APPLY WHAT YOU READ:
1 > Do the following statements agree with the text about Scott Davis? For each, answer yes or no and quote the deciding words of the text.
(a) Davis has made more than 80 trips to the Chernobyl site.
(b) The studies in the Bryansk Oblast focused on breast cancer among children.
(c) REES studies have been conducted only in the Russian Federation.
2 > Summarize the text about Scott Davis in two sentences.
3 > Rewrite the text about Scott Davis from "Research published so" to "of thyroid cancer.", replacing "thyroid cancer" with "thyroid disease".

Biomed Middle East

Radiation Exposure Expert Available From Fred Hutchinson Cancer Research Center

Scott Davis, Ph.D., a member of Fred Hutchinson Cancer Research Center’s Public Health Sciences Division in Seattle, is available to discuss the short- and long-term health effects of exposure to toxic levels of environmental radiation.

He has directed major research activities investigating the effects of ionizing radiation on human health. One is a series of studies in the Russian Federation of the effects of radiation exposure from the Chernobyl Power Station. These studies have focused on the risk of thyroid cancer and leukemia among children in the Bryansk Oblast. The second is a long-term follow up study of thyroid disease in persons exposed to atmospheric releases of radiation from the Hanford Nuclear Site in eastern Washington (the Hanford Thyroid Disease Study). He has conducted several epidemiologic studies of the possible health effects associated with exposure to power frequency magnetic fields, focusing on the risk of leukemia and breast cancer.

Davis is a member of the Hutchinson Center’s Radiation and Environmental Exposure Studies (REES) group, a research unit that studies environmental risk factors for cancer and other diseases. REES studies have been conducted among people in the Seattle area, throughout the U.S. and in the Russian Federation.

Davis, also professor and chairman of the Department of Epidemiology at the University of Washington, leads an international team of researchers that have conducted extensive analysis of thyroid cancer incidence among those who were children at the time of the Chernobyl disaster. He has spent the past two decades studying the health effects of the Chernobyl accident and has made more than 80 trips to the site. For his contributions he became the first foreign epidemiologist elected to the Russian Academy of Medical Sciences.

Research published so far as a result of the work includes a paper that found children with iodine deficiency — a common problem in the region — were more likely to develop thyroid cancer than those who had normal levels of iodine, which suggests that dietary supplementation with iodine could help reduce the risk of thyroid cancer.

DATA FOR REVIEW:
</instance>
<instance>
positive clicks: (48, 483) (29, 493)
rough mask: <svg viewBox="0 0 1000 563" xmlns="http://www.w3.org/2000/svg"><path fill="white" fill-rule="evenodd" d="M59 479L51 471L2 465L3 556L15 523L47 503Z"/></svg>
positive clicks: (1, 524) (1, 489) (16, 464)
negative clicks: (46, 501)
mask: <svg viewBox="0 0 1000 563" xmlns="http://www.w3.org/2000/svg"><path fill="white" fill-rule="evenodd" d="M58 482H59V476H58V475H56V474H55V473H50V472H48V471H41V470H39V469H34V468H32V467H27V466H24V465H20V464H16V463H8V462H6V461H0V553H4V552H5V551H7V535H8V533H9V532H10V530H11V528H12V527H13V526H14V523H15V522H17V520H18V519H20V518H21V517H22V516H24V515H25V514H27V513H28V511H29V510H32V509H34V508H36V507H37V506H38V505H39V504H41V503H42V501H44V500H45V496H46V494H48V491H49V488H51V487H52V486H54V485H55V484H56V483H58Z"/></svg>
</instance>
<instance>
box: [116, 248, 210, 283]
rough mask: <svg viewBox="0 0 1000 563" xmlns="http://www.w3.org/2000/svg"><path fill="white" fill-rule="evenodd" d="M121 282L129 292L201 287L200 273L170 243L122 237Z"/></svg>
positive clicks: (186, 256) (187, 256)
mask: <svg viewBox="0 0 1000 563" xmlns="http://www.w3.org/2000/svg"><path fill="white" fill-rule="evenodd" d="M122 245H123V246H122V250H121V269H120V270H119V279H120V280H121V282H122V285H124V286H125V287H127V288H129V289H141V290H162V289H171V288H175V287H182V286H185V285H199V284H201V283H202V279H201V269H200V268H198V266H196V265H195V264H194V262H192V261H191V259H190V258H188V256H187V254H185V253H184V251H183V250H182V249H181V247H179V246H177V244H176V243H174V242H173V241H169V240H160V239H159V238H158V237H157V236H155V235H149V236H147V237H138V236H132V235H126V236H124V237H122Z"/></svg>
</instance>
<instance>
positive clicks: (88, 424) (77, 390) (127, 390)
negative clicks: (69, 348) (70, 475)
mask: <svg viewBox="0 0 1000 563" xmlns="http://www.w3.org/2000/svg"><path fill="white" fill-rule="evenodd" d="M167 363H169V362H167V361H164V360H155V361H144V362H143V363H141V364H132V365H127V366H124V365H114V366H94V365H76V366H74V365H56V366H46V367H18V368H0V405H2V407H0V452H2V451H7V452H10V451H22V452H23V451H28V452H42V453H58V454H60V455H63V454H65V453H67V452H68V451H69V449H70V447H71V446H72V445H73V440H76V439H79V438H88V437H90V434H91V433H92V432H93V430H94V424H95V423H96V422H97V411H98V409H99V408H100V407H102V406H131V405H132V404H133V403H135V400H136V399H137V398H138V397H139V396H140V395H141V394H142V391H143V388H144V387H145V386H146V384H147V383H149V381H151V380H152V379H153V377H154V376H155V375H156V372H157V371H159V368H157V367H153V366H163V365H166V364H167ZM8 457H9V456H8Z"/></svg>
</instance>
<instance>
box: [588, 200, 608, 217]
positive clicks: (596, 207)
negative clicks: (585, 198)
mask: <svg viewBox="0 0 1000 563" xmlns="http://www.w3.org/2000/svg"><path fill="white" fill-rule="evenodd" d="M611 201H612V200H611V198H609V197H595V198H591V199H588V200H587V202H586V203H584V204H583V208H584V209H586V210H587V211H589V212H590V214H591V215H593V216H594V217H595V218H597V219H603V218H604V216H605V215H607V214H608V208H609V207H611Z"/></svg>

ANSWERS FOR THIS EXERCISE:
1 >
(a) Yes: "has made more than 80 trips to the site"
(b) No: "These studies have focused on the risk of thyroid cancer and leukemia among children in the Bryansk Oblast."
(c) No: "REES studies have been conducted among people in the Seattle area, throughout the U.S. and in the Russian Federation."

2 > Scott Davis, a member of Fred Hutchinson Cancer Research Center's Public Health Sciences Division and chairman of the Department of Epidemiology at the University of Washington, is available to discuss the health effects of exposure to toxic levels of environmental radiation. He has directed research on radiation effects from the Chernobyl Power Station and the Hanford Nuclear Site, and work from his team found that children with iodine deficiency were more likely to develop thyroid cancer.

3 >
Research published so far as a result of the work includes a paper that found children with iodine deficiency — a common problem in the region — were more likely to develop thyroid disease than those who had normal levels of iodine, which suggests that dietary supplementation with iodine could help reduce the risk of thyroid disease.